Below are records to write out again, exactly as they read.
Segment Start: Excerpted records
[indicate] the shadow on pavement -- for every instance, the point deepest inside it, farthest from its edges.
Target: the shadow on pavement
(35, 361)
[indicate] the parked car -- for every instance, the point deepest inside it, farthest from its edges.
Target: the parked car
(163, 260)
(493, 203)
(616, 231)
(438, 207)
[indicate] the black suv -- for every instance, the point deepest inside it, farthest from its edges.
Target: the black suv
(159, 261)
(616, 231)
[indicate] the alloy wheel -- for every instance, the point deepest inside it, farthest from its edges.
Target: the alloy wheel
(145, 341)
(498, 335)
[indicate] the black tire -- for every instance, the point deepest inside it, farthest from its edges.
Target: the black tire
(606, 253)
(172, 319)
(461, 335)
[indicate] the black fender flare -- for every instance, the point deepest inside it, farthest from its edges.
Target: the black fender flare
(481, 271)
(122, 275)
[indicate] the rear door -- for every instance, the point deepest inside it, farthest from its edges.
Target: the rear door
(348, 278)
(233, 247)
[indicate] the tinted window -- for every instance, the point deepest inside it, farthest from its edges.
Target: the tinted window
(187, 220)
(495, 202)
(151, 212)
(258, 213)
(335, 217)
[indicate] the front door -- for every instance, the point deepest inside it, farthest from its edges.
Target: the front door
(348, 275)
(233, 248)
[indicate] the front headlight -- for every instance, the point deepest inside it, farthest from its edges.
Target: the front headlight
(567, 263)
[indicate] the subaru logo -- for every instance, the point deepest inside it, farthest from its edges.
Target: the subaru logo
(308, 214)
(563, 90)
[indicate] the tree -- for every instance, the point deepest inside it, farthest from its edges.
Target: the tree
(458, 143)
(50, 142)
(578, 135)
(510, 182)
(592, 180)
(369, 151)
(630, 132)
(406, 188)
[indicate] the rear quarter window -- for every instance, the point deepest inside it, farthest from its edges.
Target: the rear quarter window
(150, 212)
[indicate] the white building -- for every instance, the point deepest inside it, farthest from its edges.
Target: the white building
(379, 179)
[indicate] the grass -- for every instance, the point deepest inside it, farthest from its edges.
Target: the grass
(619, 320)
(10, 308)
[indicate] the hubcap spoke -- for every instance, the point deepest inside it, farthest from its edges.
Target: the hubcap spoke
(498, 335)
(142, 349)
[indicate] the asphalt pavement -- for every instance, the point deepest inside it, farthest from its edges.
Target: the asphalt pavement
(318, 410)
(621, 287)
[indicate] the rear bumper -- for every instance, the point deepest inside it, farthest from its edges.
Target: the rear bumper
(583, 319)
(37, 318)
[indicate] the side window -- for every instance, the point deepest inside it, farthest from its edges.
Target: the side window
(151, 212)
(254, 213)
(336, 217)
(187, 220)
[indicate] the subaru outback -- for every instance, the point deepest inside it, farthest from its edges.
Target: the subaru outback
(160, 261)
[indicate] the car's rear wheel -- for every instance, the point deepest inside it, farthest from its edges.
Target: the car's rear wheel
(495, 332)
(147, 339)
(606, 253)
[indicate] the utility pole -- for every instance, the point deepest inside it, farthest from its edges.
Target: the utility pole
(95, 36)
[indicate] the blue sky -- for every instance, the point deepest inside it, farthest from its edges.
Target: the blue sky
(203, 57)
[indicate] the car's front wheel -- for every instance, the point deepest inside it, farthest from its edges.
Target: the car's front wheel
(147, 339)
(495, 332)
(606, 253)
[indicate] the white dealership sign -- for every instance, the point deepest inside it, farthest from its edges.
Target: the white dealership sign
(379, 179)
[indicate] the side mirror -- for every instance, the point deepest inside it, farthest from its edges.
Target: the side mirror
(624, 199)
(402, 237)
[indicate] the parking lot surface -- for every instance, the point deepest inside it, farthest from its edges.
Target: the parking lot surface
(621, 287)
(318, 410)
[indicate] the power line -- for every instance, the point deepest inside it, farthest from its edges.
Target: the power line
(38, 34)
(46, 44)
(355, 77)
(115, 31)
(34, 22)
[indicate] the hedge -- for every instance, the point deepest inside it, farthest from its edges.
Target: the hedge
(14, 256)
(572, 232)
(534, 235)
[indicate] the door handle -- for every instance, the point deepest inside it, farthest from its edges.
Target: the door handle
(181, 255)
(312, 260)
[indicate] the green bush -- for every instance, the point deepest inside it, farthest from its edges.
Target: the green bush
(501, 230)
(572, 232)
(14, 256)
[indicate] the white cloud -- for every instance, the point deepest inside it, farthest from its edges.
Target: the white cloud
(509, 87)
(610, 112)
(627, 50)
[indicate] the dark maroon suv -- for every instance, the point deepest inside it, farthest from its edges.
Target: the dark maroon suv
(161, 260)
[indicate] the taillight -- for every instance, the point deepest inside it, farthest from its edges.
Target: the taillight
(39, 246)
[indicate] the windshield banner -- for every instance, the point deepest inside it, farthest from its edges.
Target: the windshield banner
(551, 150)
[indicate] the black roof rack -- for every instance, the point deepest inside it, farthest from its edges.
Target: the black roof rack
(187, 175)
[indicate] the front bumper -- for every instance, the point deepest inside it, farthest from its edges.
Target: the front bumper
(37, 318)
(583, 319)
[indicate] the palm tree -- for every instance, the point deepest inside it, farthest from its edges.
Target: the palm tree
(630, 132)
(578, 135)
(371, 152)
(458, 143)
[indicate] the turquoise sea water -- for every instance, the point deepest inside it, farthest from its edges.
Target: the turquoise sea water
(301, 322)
Segment End: Excerpted records
**Reply to the exercise:**
[indicate] the shadow on pavement -- for every instance, the point deepest inside it, farthest from its edges.
Target: the shadow on pavement
(35, 361)
[indicate] the parked car -- for every instance, the point deepest inside it, farthest from its edges.
Target: the parked car
(163, 260)
(493, 203)
(616, 231)
(438, 207)
[indicate] the black suv -- for every instance, the point deepest inside it, farthest from its edges.
Target: the black suv
(159, 261)
(616, 231)
[indicate] the alloy wheel -- for every instance, the point deepest inside it, farthest from its edges.
Target: the alloy wheel
(145, 341)
(498, 335)
[indicate] the black tire -- for every instance, the point deepest inside it, farthest from its edges.
Target: the black tire
(606, 253)
(172, 319)
(461, 335)
[indicate] the black fender flare -- for every instance, the point deepest inside it, farthest from its edges.
Target: the black fender flare
(481, 271)
(122, 275)
[indicate] the rear door -- for every instance, the point deepest inside it, farthest from its edges.
Target: the rear door
(348, 278)
(233, 247)
[indicate] the tinted window -- for every instance, the point deepest inside it, farthest from its edges.
Target: the tinted window
(187, 220)
(495, 202)
(151, 212)
(258, 213)
(335, 217)
[indicate] the front door -- for every instance, the point deepest inside it, farthest from its edges.
Target: the front door
(348, 275)
(233, 248)
[indicate] the front headlight -- for every instance, the point deepest inside it, farthest from its edges.
Target: the front headlight
(567, 263)
[indicate] the subaru logo -- for every instance, the point deepest inside it, farthest from its edges.
Target: the subaru logo
(308, 214)
(563, 90)
[indicate] the tree -- for every instance, the point deepest inside it, farthest from its edges.
Target: the tree
(458, 143)
(50, 142)
(578, 135)
(510, 182)
(592, 180)
(369, 151)
(630, 132)
(406, 188)
[indicate] the rear quarter window -- for every instance, the point deepest inside it, farthest from its edges.
Target: the rear quarter window
(150, 212)
[indicate] the white building -- for every instance, the point deepest inside it, farthest from its edges.
Target: the white building
(379, 179)
[indicate] the grass -- for every instance, the point deepest inside it, farthest from its edges.
Target: the grass
(619, 320)
(10, 308)
[indicate] the hubcap spoke -- for every instance, the point deepest inside it, farthest from its edges.
Target: the hubcap spoke
(498, 335)
(142, 349)
[indicate] the asphalt pavement -- for every instance, the point deepest inside it, farthest from its edges.
Target: the asphalt pavement
(318, 410)
(621, 287)
[indicate] the rear bumper -- for every instance, the point deepest inside it, farthest from its edges.
Target: the rear bumper
(583, 319)
(37, 318)
[indicate] the side window -- for every instance, the point deepest inside it, farthest from its edges.
Target: the side window
(151, 212)
(254, 213)
(336, 217)
(187, 220)
[indicate] the subaru outback -- for every instance, the point deepest inside it, farthest from its edges.
Target: the subaru outback
(160, 261)
[indicate] the car's rear wheel -- for every instance, the point deepest inside it, farthest from its edges.
Target: the car's rear wheel
(495, 332)
(147, 339)
(606, 253)
[indicate] the utility pole -- for every instance, the point deepest inside it, farthest from its edges.
Target: the utility pole
(95, 36)
[indicate] the blue sky -- for every instance, the point deepest inside it, farthest from its edges.
Target: the blue sky
(203, 57)
[indicate] the car's front wheel -- for every instance, the point deepest inside it, farthest from its edges.
Target: the car's front wheel
(147, 339)
(495, 332)
(606, 253)
[indicate] the white dealership sign -- for every instance, the point deepest inside it, farthest from its edges.
Target: the white dealership sign
(379, 179)
[indicate] the side mirror -- for every instance, the point deepest inside it, farthest from its edges.
Target: the side mirror
(624, 199)
(402, 237)
[indicate] the parking lot surface -- for every instance, the point deepest inside it, farthest from its edges.
Target: the parking lot surface
(621, 287)
(318, 410)
[indicate] the power line -- for every instance, the point deepest inside it, farthest from its edges.
Target: the power line
(38, 34)
(46, 44)
(355, 77)
(115, 31)
(34, 22)
[indicate] the hedge -- for every instance, the point deepest inside it, farthest from its edges.
Target: the hedge
(14, 256)
(572, 232)
(534, 235)
[indicate] the door handle -- for every instance, the point deepest inside it, farthest from its edges.
Target: the door handle
(181, 255)
(312, 260)
[indicate] the green bush -- for every instance, the point deepest inside it, farthest from its edges.
Target: the green bush
(501, 230)
(572, 232)
(14, 256)
[indicate] the white cloud -- for every instance, the point deepest inside it, farthest from its edges.
Target: the white cloud
(509, 87)
(610, 112)
(627, 50)
[indicate] the dark maroon suv -- for every instance, the point deepest inside it, farthest from its edges.
Target: the dark maroon suv
(161, 260)
[indicate] the taillight -- for every instance, the point deepest inside it, farthest from its edges.
Target: the taillight
(39, 246)
[indicate] the windshield banner -- for every instance, the point deepest inside it, farthest from its edges.
Target: the windshield banner
(551, 150)
[indicate] the black roof rack -- for every instance, the point deepest inside it, farthest from its edges.
Target: the black roof rack
(187, 175)
[indicate] the front bumper -- for every instance, the point deepest inside it, farthest from its edges.
Target: the front bumper
(37, 318)
(583, 319)
[indicate] the palm tree -- for every instance, the point deepest inside it, farthest from its edges.
Target: the palm tree
(630, 132)
(578, 135)
(371, 152)
(458, 143)
[indicate] the turquoise sea water -- for every instance, the point deepest inside it, farthest from its edges.
Target: the turquoise sea water
(301, 322)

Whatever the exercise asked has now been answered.